─── Provided information ───

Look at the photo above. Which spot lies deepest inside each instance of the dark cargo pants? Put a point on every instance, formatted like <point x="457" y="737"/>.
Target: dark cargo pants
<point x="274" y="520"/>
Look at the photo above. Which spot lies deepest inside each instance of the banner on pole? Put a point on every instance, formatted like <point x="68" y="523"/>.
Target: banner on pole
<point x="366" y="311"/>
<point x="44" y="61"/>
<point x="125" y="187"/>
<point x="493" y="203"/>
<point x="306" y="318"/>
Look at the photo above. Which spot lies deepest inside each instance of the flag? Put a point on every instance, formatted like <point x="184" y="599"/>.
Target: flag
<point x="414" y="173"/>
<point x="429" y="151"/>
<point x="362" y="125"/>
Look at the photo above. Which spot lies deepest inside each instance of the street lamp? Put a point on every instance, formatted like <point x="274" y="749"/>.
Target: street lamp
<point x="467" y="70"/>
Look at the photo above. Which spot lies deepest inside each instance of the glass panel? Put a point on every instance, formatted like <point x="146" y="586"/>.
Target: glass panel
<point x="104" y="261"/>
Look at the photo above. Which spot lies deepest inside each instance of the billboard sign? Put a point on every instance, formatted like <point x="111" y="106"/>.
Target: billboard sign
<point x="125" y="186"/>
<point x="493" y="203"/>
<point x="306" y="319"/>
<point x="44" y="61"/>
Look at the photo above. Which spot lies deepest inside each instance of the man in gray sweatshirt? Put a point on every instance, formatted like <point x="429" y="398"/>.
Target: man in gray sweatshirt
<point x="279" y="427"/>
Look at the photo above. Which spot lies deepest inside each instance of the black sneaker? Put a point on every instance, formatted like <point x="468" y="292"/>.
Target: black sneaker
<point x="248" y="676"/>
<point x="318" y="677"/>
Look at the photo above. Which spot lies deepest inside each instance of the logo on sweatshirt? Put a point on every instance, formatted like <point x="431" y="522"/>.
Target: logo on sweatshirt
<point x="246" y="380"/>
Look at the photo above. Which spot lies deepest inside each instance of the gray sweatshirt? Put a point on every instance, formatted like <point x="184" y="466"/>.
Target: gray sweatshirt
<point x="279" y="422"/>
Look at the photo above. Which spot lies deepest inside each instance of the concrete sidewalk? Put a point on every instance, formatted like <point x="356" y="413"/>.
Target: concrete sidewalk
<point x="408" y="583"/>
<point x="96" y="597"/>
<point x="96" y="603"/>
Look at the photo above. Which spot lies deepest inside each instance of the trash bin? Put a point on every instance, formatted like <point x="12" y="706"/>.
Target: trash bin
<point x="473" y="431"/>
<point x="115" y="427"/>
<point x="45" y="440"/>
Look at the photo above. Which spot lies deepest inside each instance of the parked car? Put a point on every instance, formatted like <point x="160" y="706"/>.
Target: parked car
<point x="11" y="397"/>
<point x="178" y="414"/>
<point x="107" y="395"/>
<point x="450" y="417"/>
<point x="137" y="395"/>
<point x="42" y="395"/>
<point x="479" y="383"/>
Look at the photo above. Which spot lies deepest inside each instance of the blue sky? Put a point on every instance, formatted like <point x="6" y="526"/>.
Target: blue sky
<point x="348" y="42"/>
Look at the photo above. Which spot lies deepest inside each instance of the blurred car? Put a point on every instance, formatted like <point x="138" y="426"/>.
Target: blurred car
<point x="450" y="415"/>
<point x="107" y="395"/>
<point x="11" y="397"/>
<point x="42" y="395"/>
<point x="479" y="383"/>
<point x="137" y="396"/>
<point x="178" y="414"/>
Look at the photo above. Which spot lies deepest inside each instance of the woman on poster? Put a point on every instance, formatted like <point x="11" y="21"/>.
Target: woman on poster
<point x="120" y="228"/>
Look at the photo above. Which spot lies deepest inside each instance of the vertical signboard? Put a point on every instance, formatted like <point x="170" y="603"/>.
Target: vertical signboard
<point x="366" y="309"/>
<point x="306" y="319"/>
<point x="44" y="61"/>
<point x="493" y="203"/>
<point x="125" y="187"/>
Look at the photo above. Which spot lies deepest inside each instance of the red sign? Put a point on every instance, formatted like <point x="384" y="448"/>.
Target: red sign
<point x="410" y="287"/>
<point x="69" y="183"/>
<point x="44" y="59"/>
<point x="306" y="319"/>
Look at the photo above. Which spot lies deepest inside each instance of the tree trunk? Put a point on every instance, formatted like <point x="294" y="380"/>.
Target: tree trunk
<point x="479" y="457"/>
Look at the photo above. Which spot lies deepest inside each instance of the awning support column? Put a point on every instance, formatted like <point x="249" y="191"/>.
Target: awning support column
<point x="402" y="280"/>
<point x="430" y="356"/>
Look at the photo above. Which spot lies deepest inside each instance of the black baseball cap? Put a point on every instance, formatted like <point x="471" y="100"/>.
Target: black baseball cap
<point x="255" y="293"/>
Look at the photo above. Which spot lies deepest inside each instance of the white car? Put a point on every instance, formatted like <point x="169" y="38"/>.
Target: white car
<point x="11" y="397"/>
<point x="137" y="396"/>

───

== What needs to be done ==
When copying the data above, keep every line exactly as written.

== Answer box ==
Look at the photo above. Which spot lies deepest inside each instance of the dark cargo pants? Put a point on every instance, formatted like <point x="457" y="737"/>.
Target: dark cargo pants
<point x="274" y="520"/>
Look at the photo above. Which spot lies deepest inside each instance of the banner on pole? Put a point on every instance, formatted like <point x="68" y="523"/>.
Target: banner on pole
<point x="366" y="311"/>
<point x="44" y="61"/>
<point x="125" y="187"/>
<point x="493" y="203"/>
<point x="306" y="318"/>
Look at the photo above. Which spot lies deepest inside each instance of the flag? Put a point on every instance, formatted like <point x="184" y="599"/>.
Target: flag
<point x="414" y="173"/>
<point x="429" y="151"/>
<point x="362" y="125"/>
Look at the photo above. Which spot lies deepest inside each instance of the street lamp? Put a point on every instance, formatted like <point x="274" y="749"/>.
Target: street lamp
<point x="467" y="70"/>
Look at the photo above. Which spot lies deepest inside each instance of the glass panel? Put a point on every instance, formatted like <point x="146" y="586"/>.
Target: glass panel
<point x="104" y="261"/>
Look at the photo above. Which spot lies deepest inside each instance of the billboard sign? Put a point on every instance, formatted like <point x="111" y="106"/>.
Target: billboard sign
<point x="125" y="186"/>
<point x="493" y="203"/>
<point x="306" y="319"/>
<point x="44" y="61"/>
Look at the photo above. Which spot lies deepest inside each instance of the man in gray sweatshirt? Put a point on every instance, formatted like <point x="429" y="398"/>.
Target: man in gray sweatshirt
<point x="279" y="427"/>
Look at the photo above. Which spot lies deepest inside each instance of the black sneaker? Put a point on every instance, formatted like <point x="468" y="292"/>.
Target: black sneaker
<point x="248" y="676"/>
<point x="318" y="677"/>
Look at the photo above. Which spot lies deepest inside each instance of the logo on sweatshirt? Put a point on every instance, formatted like <point x="431" y="522"/>.
Target: logo on sweatshirt
<point x="246" y="380"/>
Look at the photo above. Which spot lies deepest inside each instance of the gray sweatshirt? Put a point on every instance, formatted like <point x="184" y="466"/>.
Target: gray sweatshirt
<point x="279" y="422"/>
Look at the photo above. Which spot lies deepest inside each instance of the concrete sidewalk? Put a point on every instance, formatted like <point x="356" y="413"/>.
Target: concrete sidewalk
<point x="408" y="583"/>
<point x="96" y="597"/>
<point x="96" y="603"/>
Look at the photo above. Which spot lies deepest inside each instance of the trash bin? Put a point on every instance, formatted like <point x="12" y="706"/>.
Target: trash bin
<point x="473" y="431"/>
<point x="115" y="427"/>
<point x="45" y="440"/>
Look at the photo above. Which spot lies deepest inside each instance of the parked car? Put a point on every instance, formatted like <point x="160" y="706"/>.
Target: parked car
<point x="11" y="397"/>
<point x="178" y="414"/>
<point x="107" y="395"/>
<point x="450" y="417"/>
<point x="137" y="395"/>
<point x="42" y="395"/>
<point x="479" y="383"/>
Look at the photo above. Which spot lies deepest inside each instance of the blue sky? Put a point on every instance, formatted like <point x="6" y="526"/>.
Target: blue sky
<point x="348" y="42"/>
Look at the photo above. Which spot lies deepest inside each instance of the blurred car? Put a point on every instance, formatted like <point x="138" y="426"/>.
Target: blurred car
<point x="450" y="415"/>
<point x="107" y="395"/>
<point x="11" y="397"/>
<point x="42" y="395"/>
<point x="479" y="383"/>
<point x="137" y="396"/>
<point x="178" y="414"/>
Look at the photo above. Which spot lies deepest inside each instance of the woman on poster? Put a point on every instance, formatted like <point x="11" y="21"/>.
Target: woman on poster
<point x="120" y="228"/>
Look at the photo above. Which spot lies deepest inside each instance of the vertical signboard? Put a point on every instance, formatted like <point x="170" y="603"/>.
Target: vertical signboard
<point x="366" y="309"/>
<point x="306" y="319"/>
<point x="44" y="61"/>
<point x="493" y="203"/>
<point x="125" y="187"/>
Look at the photo above. Which spot lies deepest inside each instance of the red sign? Put a point on every instance, formatted like <point x="384" y="448"/>.
Target: red sign
<point x="410" y="287"/>
<point x="69" y="183"/>
<point x="44" y="59"/>
<point x="306" y="319"/>
Look at the photo above. Which spot lies deepest inside each instance of the tree trunk? Put a point on every instance, formatted like <point x="294" y="380"/>.
Target: tree trunk
<point x="479" y="457"/>
Look at the photo above. Which spot lies deepest inside each instance of the awning support column? Put a point on every instance, formatted like <point x="249" y="191"/>.
Target: awning support column
<point x="402" y="280"/>
<point x="430" y="356"/>
Look at the photo above. Which spot lies deepest inside each instance of the black baseball cap? Put a point on every instance, formatted like <point x="471" y="100"/>.
Target: black baseball cap
<point x="255" y="293"/>
Look at the photo above. Which spot lies deepest inside each instance of the white car? Put a point on every instance, formatted like <point x="169" y="38"/>.
Target: white car
<point x="11" y="397"/>
<point x="137" y="396"/>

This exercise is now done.